>>>>>
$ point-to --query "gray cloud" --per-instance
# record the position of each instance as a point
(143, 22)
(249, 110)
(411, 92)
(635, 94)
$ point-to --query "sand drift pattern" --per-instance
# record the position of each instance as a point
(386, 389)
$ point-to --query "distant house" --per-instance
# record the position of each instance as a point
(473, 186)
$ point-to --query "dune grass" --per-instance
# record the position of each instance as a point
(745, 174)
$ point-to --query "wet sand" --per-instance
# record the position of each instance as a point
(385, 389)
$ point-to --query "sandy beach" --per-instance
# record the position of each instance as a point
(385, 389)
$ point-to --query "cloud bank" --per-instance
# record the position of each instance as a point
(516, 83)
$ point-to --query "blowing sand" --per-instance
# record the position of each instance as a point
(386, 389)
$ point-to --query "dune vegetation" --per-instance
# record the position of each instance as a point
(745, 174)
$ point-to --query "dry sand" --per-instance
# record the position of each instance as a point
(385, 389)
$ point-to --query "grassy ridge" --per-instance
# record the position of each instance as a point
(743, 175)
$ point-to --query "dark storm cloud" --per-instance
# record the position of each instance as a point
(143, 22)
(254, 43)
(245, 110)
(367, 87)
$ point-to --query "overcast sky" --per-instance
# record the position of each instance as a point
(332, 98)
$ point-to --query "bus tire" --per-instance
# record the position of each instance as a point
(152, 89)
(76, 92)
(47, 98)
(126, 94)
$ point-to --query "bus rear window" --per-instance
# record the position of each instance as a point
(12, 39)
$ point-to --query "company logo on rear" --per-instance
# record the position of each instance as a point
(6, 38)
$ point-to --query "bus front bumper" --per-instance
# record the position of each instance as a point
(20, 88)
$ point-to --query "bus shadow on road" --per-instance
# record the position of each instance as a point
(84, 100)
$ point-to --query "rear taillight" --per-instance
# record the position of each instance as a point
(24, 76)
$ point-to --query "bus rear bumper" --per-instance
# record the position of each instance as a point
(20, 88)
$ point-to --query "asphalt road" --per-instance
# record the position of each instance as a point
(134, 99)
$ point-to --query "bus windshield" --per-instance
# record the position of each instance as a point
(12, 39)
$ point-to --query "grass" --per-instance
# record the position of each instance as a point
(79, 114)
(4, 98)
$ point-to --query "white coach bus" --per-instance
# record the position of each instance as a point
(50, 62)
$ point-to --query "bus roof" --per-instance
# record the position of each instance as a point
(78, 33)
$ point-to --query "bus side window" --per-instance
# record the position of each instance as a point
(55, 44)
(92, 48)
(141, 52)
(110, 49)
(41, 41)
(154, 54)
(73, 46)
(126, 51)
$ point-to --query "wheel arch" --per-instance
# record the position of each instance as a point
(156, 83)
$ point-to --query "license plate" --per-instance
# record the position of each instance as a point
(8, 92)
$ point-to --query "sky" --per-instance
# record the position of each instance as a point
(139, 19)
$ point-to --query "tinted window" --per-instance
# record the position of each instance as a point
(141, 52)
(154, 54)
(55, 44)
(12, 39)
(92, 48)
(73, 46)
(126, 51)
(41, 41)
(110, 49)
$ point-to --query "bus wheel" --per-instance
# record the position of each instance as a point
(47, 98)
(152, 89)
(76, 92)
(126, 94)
<<<<<
Give the entries once more, exactly as they appear.

$ point-to --query "gray cloud" --per-instance
# record the position of each instance as a point
(143, 22)
(249, 110)
(411, 92)
(635, 94)
$ point-to --query "sand drift pattern" --per-instance
# record the position of each instance as a point
(386, 389)
$ point-to --query "distant house" --per-instance
# record the position of each instance as a point
(473, 186)
$ point-to --query "dune grass" --per-instance
# record the position of each instance as a point
(745, 174)
$ point-to --query "wet sand" --per-instance
# record the position of each instance as a point
(385, 389)
$ point-to --query "sandy beach" --per-instance
# record the position of each instance as a point
(385, 389)
$ point-to --query "cloud bank" --per-instance
# record the position of each instance as a point
(516, 83)
$ point-to --query "blowing sand" --per-instance
# record the position of each instance as a point
(386, 389)
$ point-to --query "dune vegetation" --per-instance
# record the position of each instance as a point
(745, 174)
$ point-to --query "dry sand" --per-instance
# record the position of each instance as a point
(385, 389)
$ point-to --query "grassy ridge" --per-instance
# record the position of each instance as a point
(743, 175)
$ point-to --query "dark storm cloud" --per-instance
# record the position of each instance as a point
(143, 22)
(254, 43)
(245, 110)
(367, 87)
$ point-to --query "overcast sky" --per-instance
# record the position of each instance as a point
(332, 98)
$ point-to --query "bus tire" --per-instance
# record the position of each instance as a point
(152, 89)
(76, 92)
(47, 98)
(126, 94)
$ point-to --query "bus rear window" --per-instance
# record the position of each instance as a point
(12, 39)
$ point-to --query "company logo on rear" --per-instance
# record the position of each instance as a point
(6, 38)
$ point-to --query "bus front bumper" --per-instance
# record the position of each instance as a point
(20, 88)
$ point-to --query "bus shadow on road" --per-instance
# record the position of each instance as a point
(84, 100)
$ point-to --query "rear taillight" --per-instance
# record the position of each instance as a point
(24, 76)
$ point-to --query "bus rear bumper" --per-instance
# record the position of each instance as a point
(20, 88)
$ point-to --query "asphalt road" --per-instance
# record the position of each instance as a point
(134, 99)
$ point-to --query "bus windshield" --per-instance
# record the position of each instance as a point
(12, 39)
$ point-to --query "grass" --per-instance
# record the position of each instance as a point
(79, 114)
(4, 98)
$ point-to --query "white coach bus" --per-instance
# record the position of each instance as a point
(50, 62)
$ point-to --query "bus roof" --per-instance
# record the position of each instance as a point
(78, 33)
$ point-to --query "bus side window" --per-instance
# record the position of each instance as a point
(55, 44)
(92, 48)
(141, 52)
(110, 49)
(41, 41)
(154, 54)
(73, 46)
(126, 51)
$ point-to --query "wheel arch" --per-instance
# record the position of each instance as a point
(156, 83)
$ point-to --query "license plate" --per-instance
# record the position of each instance as a point
(8, 92)
$ point-to --query "sky" --per-instance
# record the position of each instance as a point
(139, 19)
$ point-to --query "tinted window" --per-instance
# record the position of each instance as a point
(141, 52)
(154, 54)
(55, 44)
(12, 39)
(92, 48)
(73, 46)
(126, 51)
(41, 41)
(110, 49)
$ point-to --query "bus wheel" --per-instance
# record the position of each instance as a point
(47, 98)
(152, 89)
(76, 92)
(126, 94)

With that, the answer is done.